*** Opening Material for this exercise ***

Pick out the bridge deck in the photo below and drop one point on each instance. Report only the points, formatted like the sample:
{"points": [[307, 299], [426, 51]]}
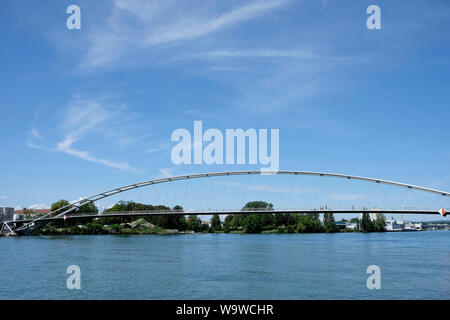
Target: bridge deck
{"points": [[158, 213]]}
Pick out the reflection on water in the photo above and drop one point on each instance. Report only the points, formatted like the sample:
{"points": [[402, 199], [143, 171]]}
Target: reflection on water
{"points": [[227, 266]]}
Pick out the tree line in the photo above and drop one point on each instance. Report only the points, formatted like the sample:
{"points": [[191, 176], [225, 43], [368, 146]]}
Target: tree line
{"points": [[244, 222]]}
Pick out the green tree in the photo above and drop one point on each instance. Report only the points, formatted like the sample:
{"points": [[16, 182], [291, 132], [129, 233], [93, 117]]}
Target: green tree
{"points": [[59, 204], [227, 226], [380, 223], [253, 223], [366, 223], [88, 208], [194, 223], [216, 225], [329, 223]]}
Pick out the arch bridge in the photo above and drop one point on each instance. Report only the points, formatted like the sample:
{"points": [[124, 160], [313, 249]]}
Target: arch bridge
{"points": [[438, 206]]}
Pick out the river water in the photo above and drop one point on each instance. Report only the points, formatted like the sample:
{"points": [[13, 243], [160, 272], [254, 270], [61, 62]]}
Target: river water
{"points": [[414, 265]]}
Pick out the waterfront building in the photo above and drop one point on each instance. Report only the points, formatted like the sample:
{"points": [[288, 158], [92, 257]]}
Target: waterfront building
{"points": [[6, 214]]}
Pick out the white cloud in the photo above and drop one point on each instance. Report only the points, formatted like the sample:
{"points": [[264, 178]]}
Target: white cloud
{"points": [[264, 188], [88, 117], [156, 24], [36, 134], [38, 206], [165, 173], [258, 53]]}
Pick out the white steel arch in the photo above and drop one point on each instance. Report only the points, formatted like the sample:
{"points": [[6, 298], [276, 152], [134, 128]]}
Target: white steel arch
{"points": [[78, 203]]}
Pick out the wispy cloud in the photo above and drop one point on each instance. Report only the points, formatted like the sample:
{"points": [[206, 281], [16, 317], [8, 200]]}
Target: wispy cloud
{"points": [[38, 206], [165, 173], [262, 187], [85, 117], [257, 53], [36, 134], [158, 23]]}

*** Closing Material for this exercise ***

## Work to be completed:
Reproduce every record above exactly as given, excluding pictures from the result.

## Task result:
Pick out the bridge deck in the photo below and drop one point on each instance. Report only the points, formatted like the sample:
{"points": [[307, 299], [426, 51]]}
Target: bridge deck
{"points": [[158, 213]]}
Pick out the reflection on water in the photo above and drop one point on each instance. Report only the points, formatted like the sample:
{"points": [[402, 199], [143, 171]]}
Target: reflection on water
{"points": [[227, 266]]}
Pick out the tree line in the photo above and drop one point on each instance. Report only the points, formatted like the sample:
{"points": [[191, 176], [225, 43], [368, 146]]}
Target: tree line
{"points": [[244, 222]]}
Pick out the green tree in the photo above and drop one point on each instance. Report only the points, formatted like the sample:
{"points": [[16, 182], [291, 132], [129, 233], [93, 117]]}
Target: green tree
{"points": [[59, 204], [227, 226], [380, 223], [253, 223], [366, 223], [88, 208], [194, 223], [216, 225], [329, 223]]}
Pick out the arch bridge in the photo above and drop one point on each instance. Report only the points, formatted like the sample:
{"points": [[124, 160], [313, 249]]}
Target: arch bridge
{"points": [[438, 206]]}
Pick out the river water in the photo above and drop one point on each instance. Report only the points, formatted like the sample:
{"points": [[13, 243], [160, 272], [254, 270], [61, 62]]}
Target: river water
{"points": [[414, 265]]}
Pick out the waterfront building in the photo above and drop one point on each instance. Report only the points, formatted like the sample:
{"points": [[288, 158], [92, 257]]}
Target: waterfront building
{"points": [[6, 214]]}
Pick out the white cloud in the photo above and drop one point on each instance. Report only the points, formatted like the sample:
{"points": [[264, 178]]}
Target: white cloud
{"points": [[264, 188], [88, 117], [156, 24], [36, 134], [38, 206], [165, 173], [258, 53]]}
Pick out the white steel arch in the photo above and drop one point on each instance. Report only the points, formatted like the sample:
{"points": [[6, 298], [276, 152], [134, 128]]}
Target: white steel arch
{"points": [[78, 203]]}
Pick out the wispy cloud in the photo above and drop one point on each instance. Report only the points, formatted like the sample:
{"points": [[206, 281], [16, 317], [8, 200]]}
Target: wispy cloud
{"points": [[38, 206], [165, 173], [262, 187], [85, 117], [257, 53], [36, 134], [158, 23]]}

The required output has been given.